### WHAT YOU ARE ASKED TO DO
For the data below, restate word for word only the lines from the line containing "compact form (65,62)." through the line containing "compact form (62,80).", both ends included.

### SUPPLIED MATERIAL
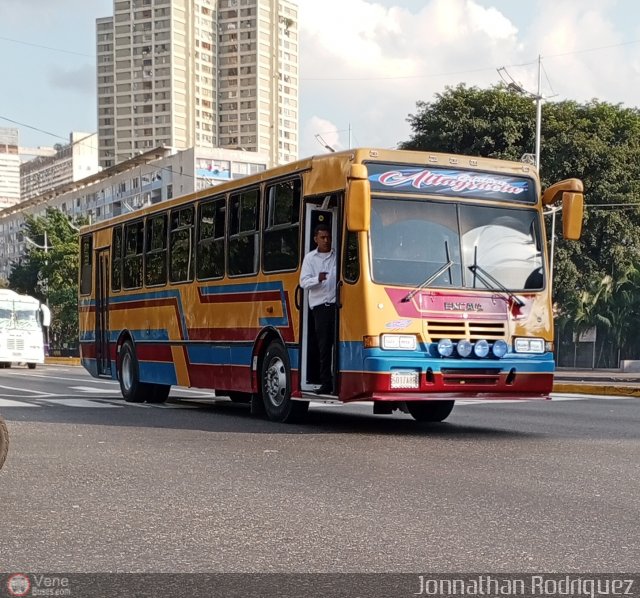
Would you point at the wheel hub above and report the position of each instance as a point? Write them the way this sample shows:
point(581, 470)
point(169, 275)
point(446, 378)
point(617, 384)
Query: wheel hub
point(275, 383)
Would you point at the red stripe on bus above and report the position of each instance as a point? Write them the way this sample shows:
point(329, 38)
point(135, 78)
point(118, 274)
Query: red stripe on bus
point(242, 297)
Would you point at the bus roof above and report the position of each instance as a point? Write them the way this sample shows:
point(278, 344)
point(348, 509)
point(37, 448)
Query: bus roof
point(341, 162)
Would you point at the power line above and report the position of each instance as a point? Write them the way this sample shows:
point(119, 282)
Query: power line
point(478, 70)
point(17, 41)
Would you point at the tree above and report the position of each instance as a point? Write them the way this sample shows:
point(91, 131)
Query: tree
point(596, 142)
point(51, 274)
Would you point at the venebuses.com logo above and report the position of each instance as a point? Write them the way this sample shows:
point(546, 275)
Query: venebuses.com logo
point(18, 584)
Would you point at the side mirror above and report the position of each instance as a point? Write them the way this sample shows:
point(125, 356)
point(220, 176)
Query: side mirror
point(45, 315)
point(358, 199)
point(572, 211)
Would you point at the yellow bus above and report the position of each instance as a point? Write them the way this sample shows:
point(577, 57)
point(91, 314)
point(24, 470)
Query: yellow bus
point(442, 285)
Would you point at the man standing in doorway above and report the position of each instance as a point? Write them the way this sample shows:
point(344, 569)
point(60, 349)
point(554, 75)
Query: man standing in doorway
point(318, 276)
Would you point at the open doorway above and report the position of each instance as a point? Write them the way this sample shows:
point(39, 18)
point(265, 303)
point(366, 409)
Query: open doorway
point(321, 210)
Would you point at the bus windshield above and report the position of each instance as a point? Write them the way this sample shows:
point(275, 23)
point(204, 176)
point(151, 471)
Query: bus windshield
point(436, 244)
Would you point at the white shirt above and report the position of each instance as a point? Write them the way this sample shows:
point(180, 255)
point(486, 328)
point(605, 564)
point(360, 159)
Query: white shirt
point(314, 263)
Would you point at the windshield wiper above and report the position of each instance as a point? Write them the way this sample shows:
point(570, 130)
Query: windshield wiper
point(483, 275)
point(435, 275)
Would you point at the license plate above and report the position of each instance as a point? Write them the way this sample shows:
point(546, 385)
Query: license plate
point(405, 380)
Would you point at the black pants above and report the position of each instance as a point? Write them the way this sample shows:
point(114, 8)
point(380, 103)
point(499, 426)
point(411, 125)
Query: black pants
point(324, 319)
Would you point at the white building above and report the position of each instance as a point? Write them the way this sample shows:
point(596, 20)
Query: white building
point(9, 167)
point(203, 73)
point(151, 177)
point(72, 162)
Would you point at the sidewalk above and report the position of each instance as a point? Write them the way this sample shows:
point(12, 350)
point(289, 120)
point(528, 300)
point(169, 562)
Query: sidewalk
point(602, 382)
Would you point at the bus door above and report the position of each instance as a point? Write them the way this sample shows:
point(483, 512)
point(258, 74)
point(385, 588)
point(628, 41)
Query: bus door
point(103, 360)
point(318, 210)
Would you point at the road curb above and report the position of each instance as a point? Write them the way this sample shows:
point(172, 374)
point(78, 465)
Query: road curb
point(593, 389)
point(62, 360)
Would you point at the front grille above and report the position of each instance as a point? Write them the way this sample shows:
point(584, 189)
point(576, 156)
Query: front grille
point(436, 330)
point(480, 376)
point(15, 344)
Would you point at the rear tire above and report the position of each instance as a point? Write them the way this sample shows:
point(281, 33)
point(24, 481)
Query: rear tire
point(430, 411)
point(275, 386)
point(4, 442)
point(132, 389)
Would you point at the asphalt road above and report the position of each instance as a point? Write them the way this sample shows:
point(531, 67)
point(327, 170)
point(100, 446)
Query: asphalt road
point(94, 484)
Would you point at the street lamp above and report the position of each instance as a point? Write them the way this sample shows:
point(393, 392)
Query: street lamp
point(45, 247)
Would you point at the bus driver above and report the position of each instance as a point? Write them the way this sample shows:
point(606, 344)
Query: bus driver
point(318, 276)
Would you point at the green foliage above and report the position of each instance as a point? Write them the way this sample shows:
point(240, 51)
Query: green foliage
point(596, 142)
point(51, 274)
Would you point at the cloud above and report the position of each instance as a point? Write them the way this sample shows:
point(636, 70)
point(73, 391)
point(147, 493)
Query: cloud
point(81, 79)
point(365, 65)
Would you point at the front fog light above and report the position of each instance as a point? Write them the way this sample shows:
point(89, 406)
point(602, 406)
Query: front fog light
point(481, 348)
point(500, 348)
point(464, 348)
point(445, 347)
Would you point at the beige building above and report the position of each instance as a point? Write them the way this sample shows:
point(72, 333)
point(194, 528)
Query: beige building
point(149, 178)
point(71, 162)
point(9, 168)
point(203, 73)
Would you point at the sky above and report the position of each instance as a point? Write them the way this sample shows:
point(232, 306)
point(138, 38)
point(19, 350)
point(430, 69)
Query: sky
point(363, 63)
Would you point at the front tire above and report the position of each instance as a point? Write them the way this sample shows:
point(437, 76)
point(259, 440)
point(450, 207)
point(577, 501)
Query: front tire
point(275, 386)
point(4, 442)
point(430, 411)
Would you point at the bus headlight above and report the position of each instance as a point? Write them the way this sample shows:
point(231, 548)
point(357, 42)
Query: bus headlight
point(399, 342)
point(481, 348)
point(528, 345)
point(500, 348)
point(464, 348)
point(445, 347)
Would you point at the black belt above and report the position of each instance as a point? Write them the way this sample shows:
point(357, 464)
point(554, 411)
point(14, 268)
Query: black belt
point(324, 305)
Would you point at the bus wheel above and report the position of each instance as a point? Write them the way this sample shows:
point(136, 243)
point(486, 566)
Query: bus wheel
point(430, 411)
point(132, 389)
point(4, 442)
point(158, 393)
point(275, 385)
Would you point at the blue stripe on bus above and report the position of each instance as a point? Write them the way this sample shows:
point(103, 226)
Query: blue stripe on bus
point(173, 294)
point(158, 372)
point(241, 288)
point(354, 358)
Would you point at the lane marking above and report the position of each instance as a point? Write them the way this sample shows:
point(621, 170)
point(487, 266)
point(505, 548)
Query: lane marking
point(84, 403)
point(24, 390)
point(9, 403)
point(95, 390)
point(78, 379)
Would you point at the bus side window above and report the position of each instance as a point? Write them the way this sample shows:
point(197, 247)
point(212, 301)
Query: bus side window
point(351, 266)
point(155, 251)
point(116, 259)
point(210, 247)
point(281, 236)
point(181, 254)
point(243, 233)
point(133, 253)
point(86, 261)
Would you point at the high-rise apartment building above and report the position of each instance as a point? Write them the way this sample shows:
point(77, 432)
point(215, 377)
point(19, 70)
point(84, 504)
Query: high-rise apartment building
point(71, 162)
point(204, 73)
point(9, 168)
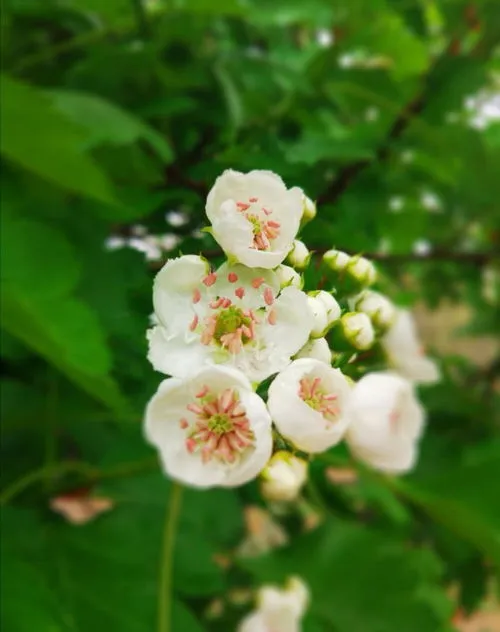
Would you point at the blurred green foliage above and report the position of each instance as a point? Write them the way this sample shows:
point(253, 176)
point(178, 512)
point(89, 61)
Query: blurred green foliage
point(115, 112)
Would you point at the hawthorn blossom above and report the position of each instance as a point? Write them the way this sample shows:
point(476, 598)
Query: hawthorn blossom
point(307, 402)
point(236, 316)
point(405, 352)
point(336, 260)
point(332, 307)
point(283, 477)
point(385, 422)
point(308, 209)
point(254, 217)
point(320, 316)
point(278, 610)
point(362, 270)
point(318, 349)
point(288, 276)
point(210, 429)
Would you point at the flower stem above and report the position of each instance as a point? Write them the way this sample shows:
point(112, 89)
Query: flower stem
point(165, 589)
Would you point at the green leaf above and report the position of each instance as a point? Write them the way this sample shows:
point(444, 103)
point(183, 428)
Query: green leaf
point(39, 272)
point(360, 580)
point(107, 123)
point(41, 139)
point(100, 576)
point(464, 499)
point(212, 7)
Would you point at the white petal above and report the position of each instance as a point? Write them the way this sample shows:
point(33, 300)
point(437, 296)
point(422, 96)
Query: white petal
point(173, 288)
point(234, 231)
point(253, 622)
point(385, 419)
point(251, 466)
point(305, 427)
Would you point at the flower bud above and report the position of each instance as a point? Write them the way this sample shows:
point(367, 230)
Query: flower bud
point(318, 310)
point(378, 307)
point(357, 330)
point(361, 270)
point(309, 210)
point(318, 349)
point(336, 260)
point(288, 277)
point(333, 309)
point(299, 255)
point(283, 477)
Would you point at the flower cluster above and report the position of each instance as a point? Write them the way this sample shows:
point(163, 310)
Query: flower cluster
point(263, 373)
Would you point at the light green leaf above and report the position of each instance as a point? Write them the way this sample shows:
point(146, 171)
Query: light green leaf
point(465, 500)
point(360, 580)
point(39, 271)
point(100, 576)
point(108, 123)
point(41, 139)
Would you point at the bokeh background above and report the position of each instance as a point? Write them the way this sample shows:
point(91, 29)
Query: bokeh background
point(117, 115)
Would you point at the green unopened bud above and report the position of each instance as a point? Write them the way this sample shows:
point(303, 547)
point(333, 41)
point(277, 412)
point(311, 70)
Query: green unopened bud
point(318, 310)
point(299, 256)
point(283, 477)
point(309, 210)
point(356, 329)
point(361, 270)
point(333, 309)
point(318, 349)
point(336, 259)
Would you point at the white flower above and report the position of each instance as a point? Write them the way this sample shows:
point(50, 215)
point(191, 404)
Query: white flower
point(362, 270)
point(358, 330)
point(318, 349)
point(254, 217)
point(385, 422)
point(237, 316)
point(283, 477)
point(318, 311)
point(377, 306)
point(278, 610)
point(405, 351)
point(299, 255)
point(333, 309)
point(210, 429)
point(288, 276)
point(307, 401)
point(336, 259)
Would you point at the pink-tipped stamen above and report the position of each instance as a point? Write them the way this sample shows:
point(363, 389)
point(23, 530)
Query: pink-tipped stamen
point(194, 323)
point(210, 279)
point(257, 282)
point(268, 296)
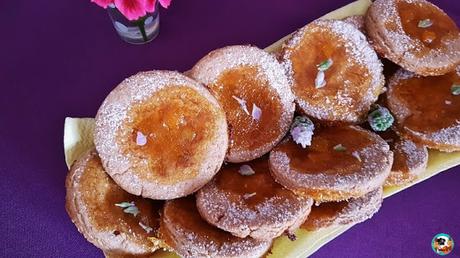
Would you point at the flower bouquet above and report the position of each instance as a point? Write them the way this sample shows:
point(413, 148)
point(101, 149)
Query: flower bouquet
point(136, 21)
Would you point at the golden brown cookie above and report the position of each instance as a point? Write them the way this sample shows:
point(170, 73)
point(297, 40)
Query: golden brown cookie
point(245, 200)
point(427, 109)
point(161, 135)
point(183, 229)
point(253, 90)
point(341, 163)
point(352, 211)
point(414, 34)
point(357, 21)
point(409, 159)
point(335, 74)
point(109, 217)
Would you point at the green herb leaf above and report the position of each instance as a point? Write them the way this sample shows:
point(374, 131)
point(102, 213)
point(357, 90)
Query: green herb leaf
point(132, 210)
point(380, 119)
point(145, 227)
point(326, 64)
point(425, 23)
point(320, 80)
point(340, 147)
point(125, 204)
point(302, 131)
point(246, 170)
point(128, 207)
point(455, 89)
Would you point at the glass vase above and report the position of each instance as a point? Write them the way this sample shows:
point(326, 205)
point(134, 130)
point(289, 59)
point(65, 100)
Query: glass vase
point(140, 31)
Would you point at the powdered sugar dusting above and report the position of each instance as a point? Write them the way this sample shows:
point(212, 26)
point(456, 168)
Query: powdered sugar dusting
point(278, 212)
point(359, 52)
point(396, 45)
point(410, 160)
point(376, 161)
point(112, 116)
point(188, 243)
point(209, 69)
point(355, 211)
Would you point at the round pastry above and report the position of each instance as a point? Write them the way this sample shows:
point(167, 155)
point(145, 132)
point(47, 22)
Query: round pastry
point(409, 159)
point(183, 229)
point(341, 163)
point(427, 109)
point(253, 90)
point(245, 200)
point(357, 21)
point(352, 211)
point(109, 217)
point(414, 34)
point(336, 75)
point(161, 135)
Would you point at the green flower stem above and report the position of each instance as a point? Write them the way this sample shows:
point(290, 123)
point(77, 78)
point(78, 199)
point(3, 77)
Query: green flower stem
point(141, 25)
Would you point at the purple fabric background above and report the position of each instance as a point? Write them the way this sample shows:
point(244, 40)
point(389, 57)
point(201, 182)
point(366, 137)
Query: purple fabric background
point(61, 58)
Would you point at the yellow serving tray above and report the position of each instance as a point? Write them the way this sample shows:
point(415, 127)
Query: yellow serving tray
point(78, 138)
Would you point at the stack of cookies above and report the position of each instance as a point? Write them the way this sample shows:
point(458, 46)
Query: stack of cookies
point(249, 145)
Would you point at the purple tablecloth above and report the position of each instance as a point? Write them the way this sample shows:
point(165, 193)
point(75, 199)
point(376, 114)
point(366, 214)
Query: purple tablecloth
point(61, 58)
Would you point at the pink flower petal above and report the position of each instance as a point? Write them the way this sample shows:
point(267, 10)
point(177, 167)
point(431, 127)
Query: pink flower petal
point(150, 5)
point(256, 112)
point(248, 195)
point(246, 170)
point(141, 140)
point(102, 3)
point(165, 3)
point(242, 103)
point(131, 9)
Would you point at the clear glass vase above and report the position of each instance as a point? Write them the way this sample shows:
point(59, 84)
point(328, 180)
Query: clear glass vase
point(140, 31)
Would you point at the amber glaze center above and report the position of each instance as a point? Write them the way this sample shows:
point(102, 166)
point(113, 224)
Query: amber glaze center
point(100, 194)
point(177, 123)
point(249, 85)
point(316, 47)
point(443, 28)
point(430, 101)
point(261, 183)
point(321, 158)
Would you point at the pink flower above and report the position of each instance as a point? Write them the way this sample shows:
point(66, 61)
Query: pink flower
point(131, 9)
point(150, 4)
point(102, 3)
point(165, 3)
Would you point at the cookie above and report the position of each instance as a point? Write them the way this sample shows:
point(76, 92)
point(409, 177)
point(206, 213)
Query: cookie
point(427, 109)
point(415, 34)
point(352, 211)
point(245, 200)
point(341, 163)
point(335, 74)
point(161, 135)
point(184, 230)
point(107, 216)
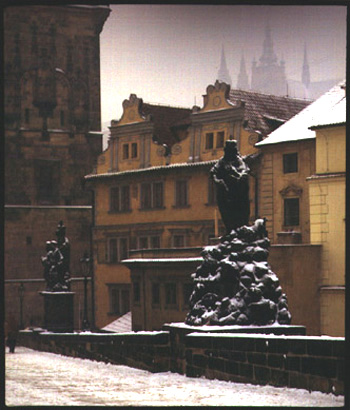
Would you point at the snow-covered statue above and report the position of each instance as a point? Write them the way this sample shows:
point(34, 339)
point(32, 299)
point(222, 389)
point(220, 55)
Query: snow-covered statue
point(235, 285)
point(56, 262)
point(230, 175)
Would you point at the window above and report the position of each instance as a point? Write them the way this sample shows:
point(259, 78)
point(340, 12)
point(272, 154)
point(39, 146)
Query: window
point(170, 294)
point(178, 241)
point(157, 194)
point(125, 151)
point(290, 163)
point(220, 138)
point(209, 140)
point(136, 292)
point(149, 242)
point(216, 140)
point(47, 180)
point(120, 198)
point(134, 150)
point(119, 299)
point(155, 242)
point(211, 192)
point(27, 115)
point(118, 249)
point(152, 195)
point(62, 118)
point(181, 199)
point(187, 289)
point(155, 293)
point(130, 150)
point(291, 211)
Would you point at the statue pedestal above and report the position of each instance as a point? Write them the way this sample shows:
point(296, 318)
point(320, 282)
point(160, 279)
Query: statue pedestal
point(58, 311)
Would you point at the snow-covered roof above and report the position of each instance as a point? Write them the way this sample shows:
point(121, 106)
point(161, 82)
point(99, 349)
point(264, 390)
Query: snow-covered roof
point(327, 109)
point(120, 325)
point(336, 115)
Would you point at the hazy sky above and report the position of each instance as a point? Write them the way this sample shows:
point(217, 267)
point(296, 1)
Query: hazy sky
point(169, 54)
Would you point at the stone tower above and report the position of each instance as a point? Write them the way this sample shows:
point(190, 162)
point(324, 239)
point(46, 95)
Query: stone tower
point(52, 132)
point(305, 76)
point(223, 73)
point(269, 76)
point(243, 82)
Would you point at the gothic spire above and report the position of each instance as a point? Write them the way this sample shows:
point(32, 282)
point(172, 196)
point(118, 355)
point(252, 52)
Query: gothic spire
point(242, 82)
point(223, 74)
point(268, 56)
point(305, 76)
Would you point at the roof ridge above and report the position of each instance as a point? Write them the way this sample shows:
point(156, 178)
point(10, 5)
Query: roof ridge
point(166, 106)
point(270, 95)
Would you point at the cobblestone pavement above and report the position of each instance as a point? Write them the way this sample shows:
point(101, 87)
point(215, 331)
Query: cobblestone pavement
point(38, 378)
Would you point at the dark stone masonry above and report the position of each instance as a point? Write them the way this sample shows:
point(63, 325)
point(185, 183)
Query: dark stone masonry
point(303, 362)
point(235, 285)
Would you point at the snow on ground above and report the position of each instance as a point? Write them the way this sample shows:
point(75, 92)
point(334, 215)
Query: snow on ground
point(38, 378)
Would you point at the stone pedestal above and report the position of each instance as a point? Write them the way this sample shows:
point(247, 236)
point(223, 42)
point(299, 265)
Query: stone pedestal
point(58, 311)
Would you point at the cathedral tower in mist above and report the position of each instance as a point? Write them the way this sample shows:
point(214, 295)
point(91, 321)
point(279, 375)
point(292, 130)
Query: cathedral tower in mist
point(268, 76)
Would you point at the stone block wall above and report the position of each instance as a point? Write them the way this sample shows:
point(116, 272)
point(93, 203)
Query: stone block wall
point(147, 350)
point(310, 363)
point(303, 362)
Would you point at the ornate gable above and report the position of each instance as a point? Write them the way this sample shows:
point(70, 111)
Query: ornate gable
point(291, 190)
point(217, 97)
point(132, 111)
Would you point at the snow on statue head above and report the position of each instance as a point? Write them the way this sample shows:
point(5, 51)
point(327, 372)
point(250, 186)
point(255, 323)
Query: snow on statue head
point(235, 285)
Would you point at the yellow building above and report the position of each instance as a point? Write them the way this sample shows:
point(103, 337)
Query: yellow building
point(152, 187)
point(302, 193)
point(327, 210)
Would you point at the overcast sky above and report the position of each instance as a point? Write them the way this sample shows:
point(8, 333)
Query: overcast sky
point(169, 54)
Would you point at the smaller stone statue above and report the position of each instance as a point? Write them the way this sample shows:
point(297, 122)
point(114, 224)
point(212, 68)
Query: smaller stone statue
point(56, 262)
point(230, 175)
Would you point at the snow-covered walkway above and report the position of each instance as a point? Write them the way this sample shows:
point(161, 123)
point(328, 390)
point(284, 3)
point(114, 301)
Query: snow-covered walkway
point(38, 378)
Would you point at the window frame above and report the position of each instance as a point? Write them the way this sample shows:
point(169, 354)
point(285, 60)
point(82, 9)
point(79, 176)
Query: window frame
point(181, 193)
point(116, 251)
point(287, 217)
point(178, 235)
point(149, 240)
point(122, 203)
point(156, 301)
point(130, 150)
point(170, 289)
point(222, 141)
point(136, 292)
point(209, 140)
point(118, 289)
point(290, 163)
point(155, 199)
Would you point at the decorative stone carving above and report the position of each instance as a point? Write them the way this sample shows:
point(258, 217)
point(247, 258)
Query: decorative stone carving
point(230, 175)
point(56, 262)
point(235, 284)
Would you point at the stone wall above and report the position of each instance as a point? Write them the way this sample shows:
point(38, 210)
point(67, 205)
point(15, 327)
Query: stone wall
point(145, 350)
point(304, 362)
point(295, 361)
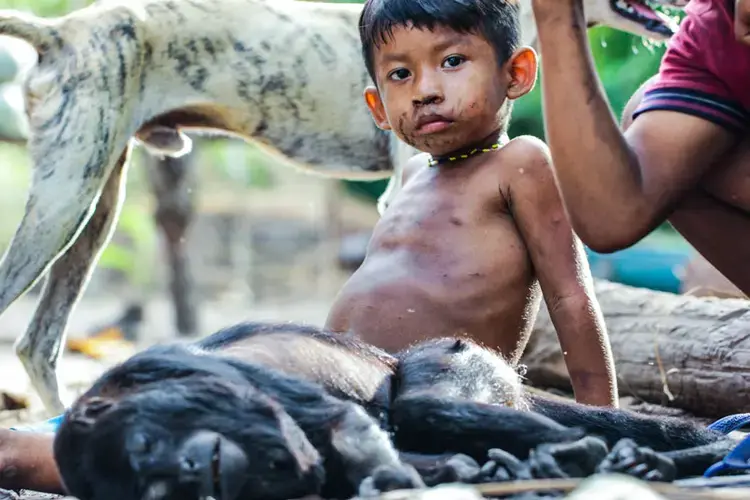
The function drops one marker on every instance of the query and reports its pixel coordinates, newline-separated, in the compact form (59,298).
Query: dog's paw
(457,469)
(561,460)
(388,478)
(644,463)
(502,466)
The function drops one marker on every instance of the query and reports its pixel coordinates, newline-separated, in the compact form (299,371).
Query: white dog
(286,73)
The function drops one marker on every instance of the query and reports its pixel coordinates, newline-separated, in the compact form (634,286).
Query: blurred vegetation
(623,62)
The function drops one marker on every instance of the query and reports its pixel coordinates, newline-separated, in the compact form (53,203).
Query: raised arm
(616,187)
(564,277)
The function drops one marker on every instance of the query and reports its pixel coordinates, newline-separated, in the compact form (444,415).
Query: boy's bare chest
(434,210)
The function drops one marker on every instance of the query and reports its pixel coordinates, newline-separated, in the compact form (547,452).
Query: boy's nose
(428,89)
(424,100)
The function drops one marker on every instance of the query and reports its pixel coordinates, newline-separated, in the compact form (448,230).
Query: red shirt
(705,72)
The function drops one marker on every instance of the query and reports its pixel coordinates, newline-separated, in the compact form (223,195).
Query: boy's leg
(715,218)
(27,462)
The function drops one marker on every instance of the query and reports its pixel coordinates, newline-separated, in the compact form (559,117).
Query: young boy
(478,227)
(682,157)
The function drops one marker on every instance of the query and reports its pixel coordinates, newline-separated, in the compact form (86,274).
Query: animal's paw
(627,457)
(561,460)
(388,478)
(457,469)
(502,466)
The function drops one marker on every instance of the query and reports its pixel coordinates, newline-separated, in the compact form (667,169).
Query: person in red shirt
(683,156)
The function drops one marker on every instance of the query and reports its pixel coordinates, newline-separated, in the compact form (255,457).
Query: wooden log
(679,351)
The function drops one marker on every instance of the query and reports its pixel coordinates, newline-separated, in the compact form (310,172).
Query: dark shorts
(705,72)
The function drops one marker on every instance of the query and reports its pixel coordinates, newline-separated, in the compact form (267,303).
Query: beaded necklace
(462,156)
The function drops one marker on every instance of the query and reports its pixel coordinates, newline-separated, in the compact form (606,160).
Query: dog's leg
(39,349)
(172,182)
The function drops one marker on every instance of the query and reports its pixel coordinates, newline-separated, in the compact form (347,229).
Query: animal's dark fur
(283,405)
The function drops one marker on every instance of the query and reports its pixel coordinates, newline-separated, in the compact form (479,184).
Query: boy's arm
(616,188)
(27,462)
(563,273)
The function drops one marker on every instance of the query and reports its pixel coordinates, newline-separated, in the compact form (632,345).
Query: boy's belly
(392,304)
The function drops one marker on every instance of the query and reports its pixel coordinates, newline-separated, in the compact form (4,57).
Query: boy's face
(441,91)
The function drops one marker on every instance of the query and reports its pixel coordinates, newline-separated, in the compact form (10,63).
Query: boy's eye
(399,74)
(453,61)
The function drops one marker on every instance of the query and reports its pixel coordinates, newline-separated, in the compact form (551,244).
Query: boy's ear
(523,68)
(377,110)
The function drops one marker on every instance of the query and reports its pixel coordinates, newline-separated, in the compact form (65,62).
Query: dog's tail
(35,30)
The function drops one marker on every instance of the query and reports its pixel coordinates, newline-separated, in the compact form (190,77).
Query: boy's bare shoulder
(526,160)
(528,152)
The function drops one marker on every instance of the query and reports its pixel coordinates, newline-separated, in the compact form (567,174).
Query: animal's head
(181,439)
(634,16)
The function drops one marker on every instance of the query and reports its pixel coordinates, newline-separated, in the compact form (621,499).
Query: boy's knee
(729,180)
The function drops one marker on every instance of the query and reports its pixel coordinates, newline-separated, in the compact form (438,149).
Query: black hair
(496,20)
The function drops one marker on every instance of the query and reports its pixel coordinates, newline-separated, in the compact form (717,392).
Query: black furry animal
(277,411)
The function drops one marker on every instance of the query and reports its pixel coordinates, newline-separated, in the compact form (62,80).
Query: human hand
(553,11)
(742,21)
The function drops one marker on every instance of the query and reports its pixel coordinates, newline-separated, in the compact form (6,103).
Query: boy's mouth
(644,14)
(431,124)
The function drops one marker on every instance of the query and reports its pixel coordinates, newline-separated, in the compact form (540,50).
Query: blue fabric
(739,457)
(47,427)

### YOUR RESPONSE
The function drops one marker on every instance of the query and reports its pixel coordinates, newline-separated, in the compact form (65,62).
Query: dog's tail
(35,30)
The function drops one marker on every instance of the query and reports its pixel coordinates, newline-separated, in the compact form (190,77).
Query: boy's bare shoulder
(526,160)
(528,152)
The function drops one marker on every instance of the query and reports its pixel coordinates, newline-separated, in the compact form (567,174).
Query: animal's head
(181,439)
(634,16)
The function drops one marker on every instance of the query and reports its pixel coordinates, newline-separated, in the compact form (621,499).
Query: boy's knee
(729,180)
The function drops one marker on every instance of the query and reports its pixel coordinates, newline-separated, in the compact form (438,149).
Query: black hair
(496,20)
The function drops one marker on every instance of the query and reports its pixel coordinates, newline-separated, in the compact form (717,392).
Query: black furry animal
(277,411)
The function drops one marker on every instance of the query and reports its pixel coordinates, newline-separated, in the compact form (62,80).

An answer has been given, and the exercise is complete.